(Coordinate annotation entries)
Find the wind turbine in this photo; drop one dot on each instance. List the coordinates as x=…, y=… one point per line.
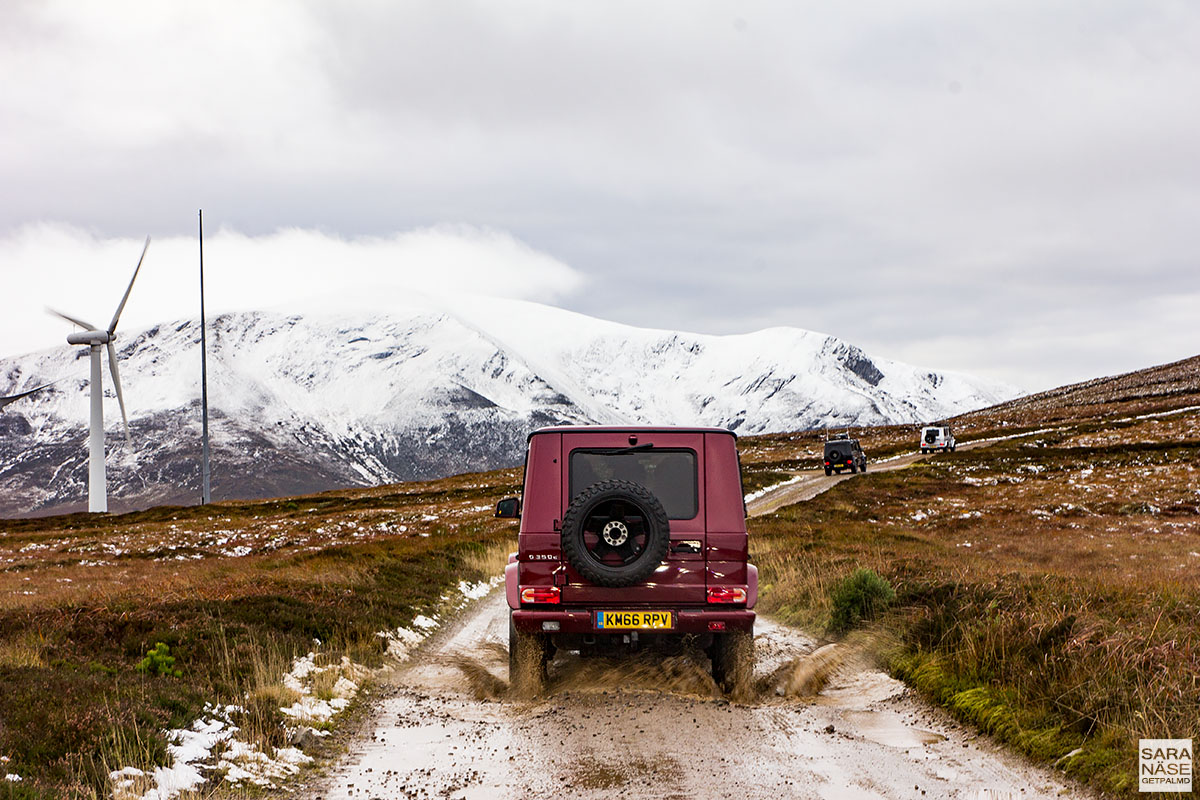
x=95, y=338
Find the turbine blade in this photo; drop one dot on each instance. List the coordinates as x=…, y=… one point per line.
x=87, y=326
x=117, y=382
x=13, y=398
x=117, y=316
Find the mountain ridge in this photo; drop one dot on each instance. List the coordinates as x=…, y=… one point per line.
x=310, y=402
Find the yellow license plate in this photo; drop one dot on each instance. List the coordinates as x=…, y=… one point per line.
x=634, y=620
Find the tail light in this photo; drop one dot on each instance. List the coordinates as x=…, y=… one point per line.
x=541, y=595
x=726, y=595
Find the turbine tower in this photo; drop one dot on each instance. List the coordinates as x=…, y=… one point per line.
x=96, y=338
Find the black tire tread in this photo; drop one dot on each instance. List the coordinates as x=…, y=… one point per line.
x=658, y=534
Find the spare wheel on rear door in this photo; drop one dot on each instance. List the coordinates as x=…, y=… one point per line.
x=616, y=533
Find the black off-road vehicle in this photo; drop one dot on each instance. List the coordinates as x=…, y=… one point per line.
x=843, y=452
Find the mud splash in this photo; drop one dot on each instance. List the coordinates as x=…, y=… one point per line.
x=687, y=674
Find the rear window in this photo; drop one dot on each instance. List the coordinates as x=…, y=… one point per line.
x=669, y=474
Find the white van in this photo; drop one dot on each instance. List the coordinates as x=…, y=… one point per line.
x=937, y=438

==

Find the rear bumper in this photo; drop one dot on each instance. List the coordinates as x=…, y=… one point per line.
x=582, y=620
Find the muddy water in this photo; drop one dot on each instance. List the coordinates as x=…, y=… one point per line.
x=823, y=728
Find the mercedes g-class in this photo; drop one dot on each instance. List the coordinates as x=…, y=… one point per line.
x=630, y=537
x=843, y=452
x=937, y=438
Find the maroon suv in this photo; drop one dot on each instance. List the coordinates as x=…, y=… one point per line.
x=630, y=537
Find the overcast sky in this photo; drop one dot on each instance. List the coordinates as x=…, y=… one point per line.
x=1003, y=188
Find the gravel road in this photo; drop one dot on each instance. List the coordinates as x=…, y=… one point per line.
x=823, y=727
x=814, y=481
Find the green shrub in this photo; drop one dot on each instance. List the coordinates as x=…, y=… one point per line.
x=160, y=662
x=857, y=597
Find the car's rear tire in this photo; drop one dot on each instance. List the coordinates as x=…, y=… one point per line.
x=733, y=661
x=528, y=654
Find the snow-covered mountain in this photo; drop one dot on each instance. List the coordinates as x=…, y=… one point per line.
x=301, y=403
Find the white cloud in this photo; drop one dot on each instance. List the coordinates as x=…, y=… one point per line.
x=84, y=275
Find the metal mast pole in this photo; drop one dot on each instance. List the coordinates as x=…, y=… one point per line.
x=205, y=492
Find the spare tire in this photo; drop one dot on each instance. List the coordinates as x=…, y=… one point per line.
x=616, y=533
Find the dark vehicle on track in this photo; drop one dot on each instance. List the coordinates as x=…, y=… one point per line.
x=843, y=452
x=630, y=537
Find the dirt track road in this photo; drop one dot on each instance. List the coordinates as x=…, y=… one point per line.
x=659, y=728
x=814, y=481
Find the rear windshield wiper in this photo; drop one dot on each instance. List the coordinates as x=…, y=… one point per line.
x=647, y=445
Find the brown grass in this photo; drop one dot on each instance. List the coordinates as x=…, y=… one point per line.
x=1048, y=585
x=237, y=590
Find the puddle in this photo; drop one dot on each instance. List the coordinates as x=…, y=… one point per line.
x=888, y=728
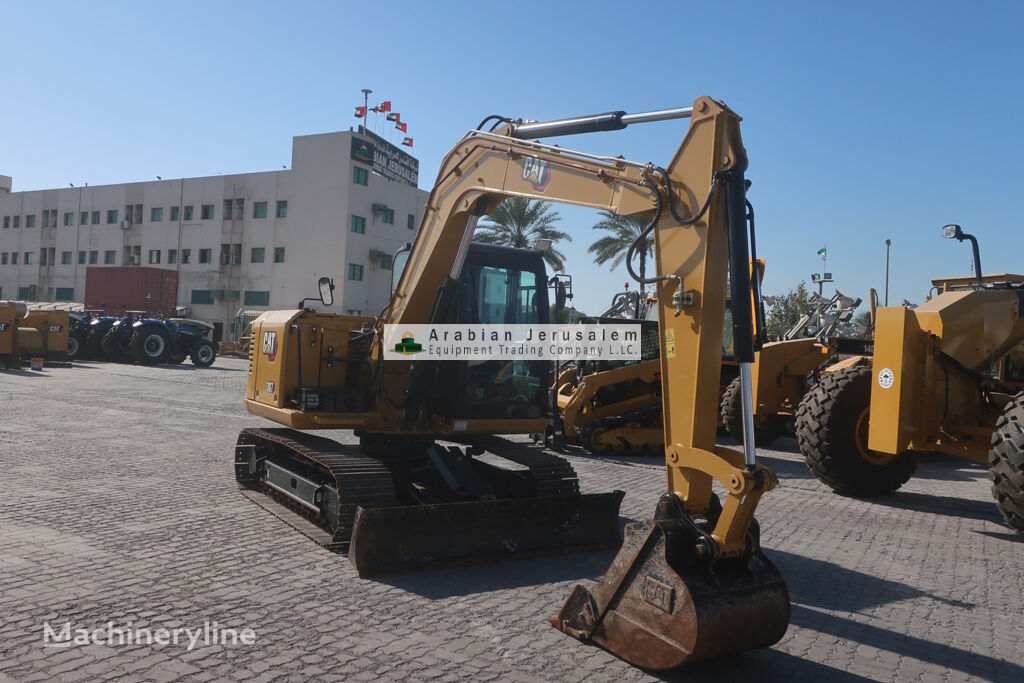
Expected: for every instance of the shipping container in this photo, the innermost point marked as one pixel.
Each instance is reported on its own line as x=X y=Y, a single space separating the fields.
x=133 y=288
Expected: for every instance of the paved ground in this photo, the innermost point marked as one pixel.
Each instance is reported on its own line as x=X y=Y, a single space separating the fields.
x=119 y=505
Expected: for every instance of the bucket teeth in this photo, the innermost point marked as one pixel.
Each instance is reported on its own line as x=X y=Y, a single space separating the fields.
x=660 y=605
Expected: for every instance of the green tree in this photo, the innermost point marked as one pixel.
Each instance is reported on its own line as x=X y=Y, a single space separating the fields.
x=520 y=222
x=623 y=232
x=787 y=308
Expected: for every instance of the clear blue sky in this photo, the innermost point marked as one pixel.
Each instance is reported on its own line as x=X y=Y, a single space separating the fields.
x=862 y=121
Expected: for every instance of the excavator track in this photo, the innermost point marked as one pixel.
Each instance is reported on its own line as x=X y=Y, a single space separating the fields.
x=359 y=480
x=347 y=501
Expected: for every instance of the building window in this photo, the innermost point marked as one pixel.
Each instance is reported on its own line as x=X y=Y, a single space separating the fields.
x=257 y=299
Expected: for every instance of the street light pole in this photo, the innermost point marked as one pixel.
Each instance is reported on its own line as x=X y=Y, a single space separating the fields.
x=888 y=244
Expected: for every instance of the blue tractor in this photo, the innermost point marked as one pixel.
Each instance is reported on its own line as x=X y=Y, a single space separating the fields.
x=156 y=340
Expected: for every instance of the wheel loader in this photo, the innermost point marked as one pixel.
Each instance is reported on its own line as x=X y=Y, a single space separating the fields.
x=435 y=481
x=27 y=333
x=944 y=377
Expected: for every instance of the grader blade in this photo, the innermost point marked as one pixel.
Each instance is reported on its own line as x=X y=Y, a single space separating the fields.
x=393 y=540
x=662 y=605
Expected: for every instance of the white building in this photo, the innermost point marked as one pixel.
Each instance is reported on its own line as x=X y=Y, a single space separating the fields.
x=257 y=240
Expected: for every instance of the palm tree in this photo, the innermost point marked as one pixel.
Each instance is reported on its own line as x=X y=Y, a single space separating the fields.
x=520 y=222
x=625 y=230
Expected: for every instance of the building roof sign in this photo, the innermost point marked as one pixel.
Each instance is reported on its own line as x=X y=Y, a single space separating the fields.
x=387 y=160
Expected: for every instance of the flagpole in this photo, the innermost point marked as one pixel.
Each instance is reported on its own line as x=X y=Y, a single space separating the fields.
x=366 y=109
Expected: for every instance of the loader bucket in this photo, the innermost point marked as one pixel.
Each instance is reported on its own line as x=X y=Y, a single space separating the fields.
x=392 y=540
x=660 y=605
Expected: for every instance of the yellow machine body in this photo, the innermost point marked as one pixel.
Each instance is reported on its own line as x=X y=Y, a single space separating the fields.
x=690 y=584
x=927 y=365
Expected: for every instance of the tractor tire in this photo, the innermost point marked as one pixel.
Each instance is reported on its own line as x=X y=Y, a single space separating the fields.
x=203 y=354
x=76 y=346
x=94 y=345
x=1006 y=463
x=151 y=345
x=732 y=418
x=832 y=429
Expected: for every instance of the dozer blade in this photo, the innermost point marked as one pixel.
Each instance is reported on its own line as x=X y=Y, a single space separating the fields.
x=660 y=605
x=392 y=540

Task goal: Write out the entries from the line containing "Find the wind" through the line containing "x=658, y=534", inclusive of both. Omit the pictures from your answer.

Solution to this exercise:
Find the wind turbine in this photo; drop one dot on each instance. List the coordinates as x=…, y=… one point per line.
x=95, y=338
Find the turbine blade in this photo; drop one dot on each instance. List the coordinates as x=…, y=… one point per line.
x=87, y=326
x=117, y=382
x=13, y=398
x=117, y=316
Find the mountain ridge in this photo; drop one dot on each instance. List the coordinates as x=…, y=… one point per line.
x=310, y=402
Find the yellow license plate in this photo; drop one dot on each instance. List the coordinates as x=…, y=… one point per line.
x=634, y=620
Find the tail light in this photo; drop one dot on each instance. List the coordinates as x=…, y=… one point per line.
x=541, y=595
x=726, y=595
Find the turbine tower in this photo; drop one dot on each instance. List the coordinates as x=…, y=… one point per line.
x=96, y=338
Find the black tire tread in this photo; drop one dot on each instance. List the coordinates as x=…, y=… one point per line.
x=658, y=534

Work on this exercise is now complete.